> [PROBLEMS TO SOLVE]:
[1] According to the text about resume mistakes, what position had the candidate with the three-page, single-spaced resume applied for?
[2] Extend the text about resume mistakes, starting from the point where it stops.

> [READING PASSAGE]:
Not because the candidates are bad. Not because they lack talent. But because something in those first few seconds of scanning tells my brain to move on. And the worst part? The mistakes are almost always the same ones. Over and over and over.
So here they are. The five things that make me -- and pretty much every recruiter I know -- mentally discard your resume before we have even finished reading your name.
Mistake 1: The Wall of Text With No Visual Breathing Room
I opened a resume last week. Three pages. Single-spaced. Margins so narrow the text was practically falling off the edges. Every section bled into the next. No headers, no spacing, no bullet points. Just... words. An ocean of words.
I tried to read it. I really did. The candidate had applied for a senior project manager role, and somewhere in that wall of text were probably some decent qualifications. But my eyes literally could not find a place to land. It was like trying to read a novel printed on a receipt.
Here is what happens when a recruiter opens your resume: we do not read it. Not at first. We scan it. Our eyes jump around looking for anchors -- job titles, company names, dates, skills that match the role. If your resume does not let our eyes do that dance, you are done. We physically cannot extract the information we need in the time we have.
And the time we have is not much. I know the "7 seconds" statistic gets thrown around a lot, and honestly, it varies. Some resumes get thirty seconds. Some get three. It depends on the role, the volume of applications, and frankly, how my day is going. But the point stands: you do not have long.
What works instead? White space. Actual white space. Clear section headers. Bullet points that start with action verbs. Consistent formatting. Your resume should look like something a person can skim, not something they need to decode.
I had a candidate once -- let us call him Vikram -- who had a perfectly average set of qualifications for a business analyst position. Nothing spectacular. But his resume was so clean, so easy to scan, that I found myself reading it longer than I intended. He got the interview. He got the job. I am not saying formatting is everything, but it is the difference between getting read and getting skipped.

Items listed in a dataset
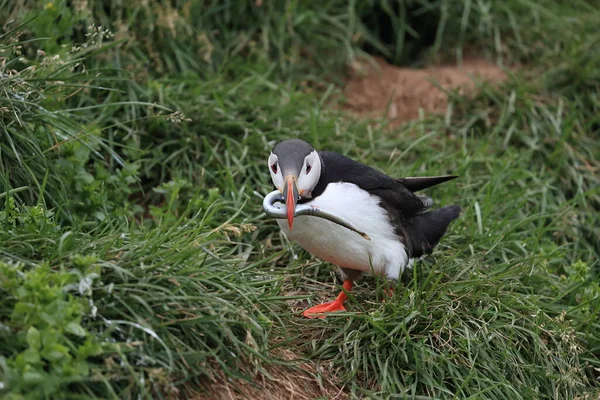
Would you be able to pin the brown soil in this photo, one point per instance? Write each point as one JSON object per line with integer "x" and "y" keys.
{"x": 378, "y": 89}
{"x": 298, "y": 382}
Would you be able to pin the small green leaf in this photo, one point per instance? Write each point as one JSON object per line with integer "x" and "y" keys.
{"x": 75, "y": 329}
{"x": 33, "y": 377}
{"x": 31, "y": 356}
{"x": 33, "y": 338}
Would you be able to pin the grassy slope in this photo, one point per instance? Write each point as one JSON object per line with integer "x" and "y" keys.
{"x": 507, "y": 308}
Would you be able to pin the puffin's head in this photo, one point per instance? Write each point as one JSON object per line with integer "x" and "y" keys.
{"x": 295, "y": 170}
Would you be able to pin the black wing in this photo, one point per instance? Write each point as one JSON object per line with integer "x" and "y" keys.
{"x": 396, "y": 194}
{"x": 420, "y": 230}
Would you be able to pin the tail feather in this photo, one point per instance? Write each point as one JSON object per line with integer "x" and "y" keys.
{"x": 425, "y": 231}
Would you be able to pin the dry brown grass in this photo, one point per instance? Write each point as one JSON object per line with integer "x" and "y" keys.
{"x": 378, "y": 89}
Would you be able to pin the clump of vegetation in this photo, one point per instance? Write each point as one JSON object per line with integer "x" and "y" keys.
{"x": 134, "y": 259}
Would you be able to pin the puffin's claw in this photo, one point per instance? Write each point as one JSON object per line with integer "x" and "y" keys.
{"x": 317, "y": 311}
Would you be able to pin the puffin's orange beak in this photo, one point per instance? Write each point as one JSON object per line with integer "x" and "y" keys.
{"x": 290, "y": 193}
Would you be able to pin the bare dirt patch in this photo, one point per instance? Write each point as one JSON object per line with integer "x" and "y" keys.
{"x": 377, "y": 89}
{"x": 298, "y": 382}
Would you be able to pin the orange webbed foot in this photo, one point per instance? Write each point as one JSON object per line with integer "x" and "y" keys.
{"x": 317, "y": 311}
{"x": 336, "y": 305}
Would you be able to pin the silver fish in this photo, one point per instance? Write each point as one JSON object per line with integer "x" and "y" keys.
{"x": 279, "y": 212}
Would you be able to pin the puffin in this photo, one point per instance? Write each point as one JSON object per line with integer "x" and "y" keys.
{"x": 401, "y": 226}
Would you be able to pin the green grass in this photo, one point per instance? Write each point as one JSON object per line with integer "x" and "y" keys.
{"x": 135, "y": 260}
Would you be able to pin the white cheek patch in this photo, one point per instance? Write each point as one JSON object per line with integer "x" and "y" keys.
{"x": 276, "y": 177}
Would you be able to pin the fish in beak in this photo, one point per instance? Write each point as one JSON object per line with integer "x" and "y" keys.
{"x": 291, "y": 196}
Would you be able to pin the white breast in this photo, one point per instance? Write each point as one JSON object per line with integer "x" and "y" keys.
{"x": 343, "y": 247}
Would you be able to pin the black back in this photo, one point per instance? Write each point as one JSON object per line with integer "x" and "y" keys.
{"x": 420, "y": 231}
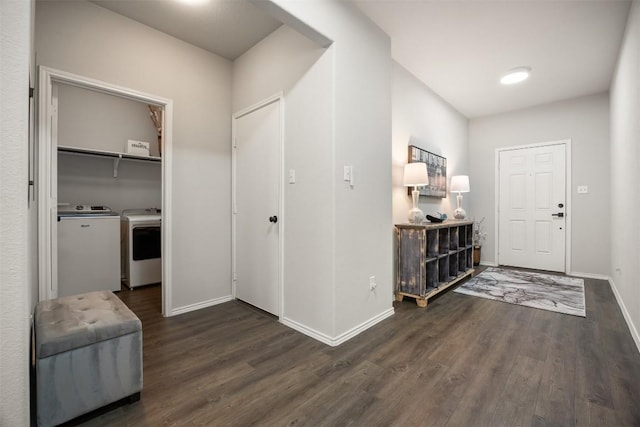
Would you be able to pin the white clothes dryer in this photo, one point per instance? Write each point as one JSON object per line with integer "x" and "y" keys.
{"x": 141, "y": 244}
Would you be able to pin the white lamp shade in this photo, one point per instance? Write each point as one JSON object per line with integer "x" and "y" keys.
{"x": 460, "y": 184}
{"x": 415, "y": 174}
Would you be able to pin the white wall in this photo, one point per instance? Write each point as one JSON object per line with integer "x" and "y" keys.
{"x": 423, "y": 119}
{"x": 95, "y": 120}
{"x": 625, "y": 174}
{"x": 85, "y": 39}
{"x": 585, "y": 121}
{"x": 15, "y": 43}
{"x": 355, "y": 110}
{"x": 90, "y": 181}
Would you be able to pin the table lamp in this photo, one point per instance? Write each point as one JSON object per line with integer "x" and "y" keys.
{"x": 460, "y": 183}
{"x": 415, "y": 175}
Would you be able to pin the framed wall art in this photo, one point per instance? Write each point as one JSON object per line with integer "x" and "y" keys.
{"x": 436, "y": 169}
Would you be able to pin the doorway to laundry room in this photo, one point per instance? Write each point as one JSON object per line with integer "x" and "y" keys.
{"x": 102, "y": 173}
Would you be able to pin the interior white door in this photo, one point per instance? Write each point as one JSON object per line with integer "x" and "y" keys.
{"x": 257, "y": 195}
{"x": 532, "y": 207}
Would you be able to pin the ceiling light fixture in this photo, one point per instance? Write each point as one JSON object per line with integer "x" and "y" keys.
{"x": 516, "y": 75}
{"x": 193, "y": 2}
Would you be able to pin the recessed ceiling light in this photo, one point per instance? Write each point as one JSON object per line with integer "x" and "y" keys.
{"x": 193, "y": 2}
{"x": 516, "y": 75}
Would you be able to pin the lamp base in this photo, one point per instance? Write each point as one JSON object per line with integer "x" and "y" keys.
{"x": 459, "y": 214}
{"x": 416, "y": 216}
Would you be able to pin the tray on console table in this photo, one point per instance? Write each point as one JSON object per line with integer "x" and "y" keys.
{"x": 432, "y": 257}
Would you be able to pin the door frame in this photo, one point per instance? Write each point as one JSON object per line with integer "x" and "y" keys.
{"x": 48, "y": 180}
{"x": 278, "y": 97}
{"x": 568, "y": 195}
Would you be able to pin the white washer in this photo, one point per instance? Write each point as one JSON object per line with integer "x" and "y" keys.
{"x": 88, "y": 250}
{"x": 141, "y": 247}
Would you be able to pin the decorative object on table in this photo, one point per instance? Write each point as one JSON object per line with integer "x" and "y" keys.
{"x": 561, "y": 294}
{"x": 436, "y": 170}
{"x": 415, "y": 175}
{"x": 460, "y": 183}
{"x": 155, "y": 111}
{"x": 435, "y": 219}
{"x": 479, "y": 235}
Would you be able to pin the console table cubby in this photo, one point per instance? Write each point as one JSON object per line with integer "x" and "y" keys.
{"x": 432, "y": 257}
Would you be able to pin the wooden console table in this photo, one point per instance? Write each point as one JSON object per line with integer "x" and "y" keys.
{"x": 432, "y": 257}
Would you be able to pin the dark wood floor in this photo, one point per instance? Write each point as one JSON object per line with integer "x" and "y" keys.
{"x": 464, "y": 361}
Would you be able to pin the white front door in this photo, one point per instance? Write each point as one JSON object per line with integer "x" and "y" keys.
{"x": 532, "y": 207}
{"x": 257, "y": 199}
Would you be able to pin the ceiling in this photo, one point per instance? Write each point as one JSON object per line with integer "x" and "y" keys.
{"x": 225, "y": 27}
{"x": 459, "y": 48}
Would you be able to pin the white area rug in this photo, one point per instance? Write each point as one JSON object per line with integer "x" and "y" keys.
{"x": 545, "y": 291}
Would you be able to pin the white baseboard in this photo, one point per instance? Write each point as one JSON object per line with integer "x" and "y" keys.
{"x": 488, "y": 264}
{"x": 199, "y": 305}
{"x": 625, "y": 313}
{"x": 335, "y": 341}
{"x": 589, "y": 275}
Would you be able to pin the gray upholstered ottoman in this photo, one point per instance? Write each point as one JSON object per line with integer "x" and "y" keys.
{"x": 88, "y": 355}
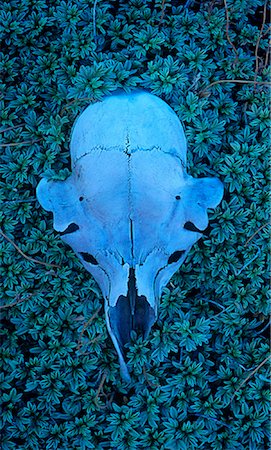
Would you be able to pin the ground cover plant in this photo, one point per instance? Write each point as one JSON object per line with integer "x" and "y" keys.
{"x": 201, "y": 379}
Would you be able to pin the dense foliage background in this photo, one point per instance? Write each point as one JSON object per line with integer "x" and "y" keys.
{"x": 200, "y": 380}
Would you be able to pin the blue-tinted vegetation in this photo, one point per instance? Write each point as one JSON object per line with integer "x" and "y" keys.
{"x": 201, "y": 379}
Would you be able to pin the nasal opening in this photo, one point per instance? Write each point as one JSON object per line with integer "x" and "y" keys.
{"x": 132, "y": 312}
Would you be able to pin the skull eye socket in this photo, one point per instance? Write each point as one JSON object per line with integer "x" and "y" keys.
{"x": 174, "y": 257}
{"x": 89, "y": 258}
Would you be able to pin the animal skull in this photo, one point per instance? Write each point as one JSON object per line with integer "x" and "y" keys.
{"x": 129, "y": 210}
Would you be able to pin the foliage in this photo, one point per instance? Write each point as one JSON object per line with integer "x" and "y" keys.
{"x": 60, "y": 375}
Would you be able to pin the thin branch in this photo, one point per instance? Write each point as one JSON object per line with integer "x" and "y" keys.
{"x": 227, "y": 31}
{"x": 94, "y": 315}
{"x": 27, "y": 200}
{"x": 76, "y": 100}
{"x": 100, "y": 387}
{"x": 14, "y": 144}
{"x": 256, "y": 232}
{"x": 205, "y": 90}
{"x": 16, "y": 302}
{"x": 150, "y": 383}
{"x": 237, "y": 273}
{"x": 258, "y": 42}
{"x": 11, "y": 128}
{"x": 94, "y": 19}
{"x": 162, "y": 12}
{"x": 36, "y": 261}
{"x": 250, "y": 375}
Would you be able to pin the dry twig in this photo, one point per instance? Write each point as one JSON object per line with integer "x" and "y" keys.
{"x": 36, "y": 261}
{"x": 256, "y": 232}
{"x": 250, "y": 375}
{"x": 14, "y": 144}
{"x": 94, "y": 315}
{"x": 258, "y": 42}
{"x": 227, "y": 32}
{"x": 205, "y": 90}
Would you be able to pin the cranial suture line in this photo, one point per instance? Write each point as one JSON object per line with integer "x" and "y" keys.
{"x": 130, "y": 218}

> [SOLVED TASKS]:
[1] A senior project manager role.

[2]
Mistake 2: The Objective Statement That Says Nothing
"Seeking a challenging position in a reputed organization where I can utilize my skills and grow professionally."
I see this sentence, or some variation of it, on about 60% of the resumes that cross my desk. And every single time, my reaction is the same: so what?
That sentence tells me nothing. Every candidate wants a challenging position. Every candidate wants to grow professionally. You have used precious space at the top of your resume -- the single most valuable piece of real estate on the entire document -- to say absolutely nothing unique about yourself.
Worse, it makes you sound like you copied it from a template. Which you probably did. And look, there is no shame in using templates. Most people do. But if you are going to use one, at least customize the parts that are supposed to be about you.
A better approach is to scrap the objective statement entirely and replace it with a brief professional summary. Two to three lines that actually describe what you do and what you are good at. Something like: "Marketing analyst with 4 years of experience in e-commerce, specializing in conversion rate optimization and A/B testing. Helped increase checkout completion by 23% at [Company Name]."
See the difference? That second version tells me exactly who you are, what you do, and gives me a reason to keep reading. The first version tells me you own a thesaurus.
I will be honest though -- some recruiters skip the top section entirely and go straight to work experience. So if your summary is bad, it might not kill you. But if it is good, it can absolutely help you. Why leave it to chance?
Mistake 3: Job Descriptions Instead of Accomplishments
This one drives me up the wall.
"Responsible for managing a team of 5 developers." "Handled client communications." "Was in charge of social media accounts."
Great. You had a job. You did the things the job required. So did the other 200 people who applied for this role.
There is a massive difference between listing your responsibilities and showing what you actually achieved. One tells me what your job description looked like. The other tells me what kind of employee you are. I do not care what you were supposed to do. I care about what happened because you were there.
"Managed a team of 5 developers" becomes "Led a 5-person dev team that shipped the company's mobile app 3 weeks ahead of schedule, resulting in a 15% increase in Q3 user acquisition."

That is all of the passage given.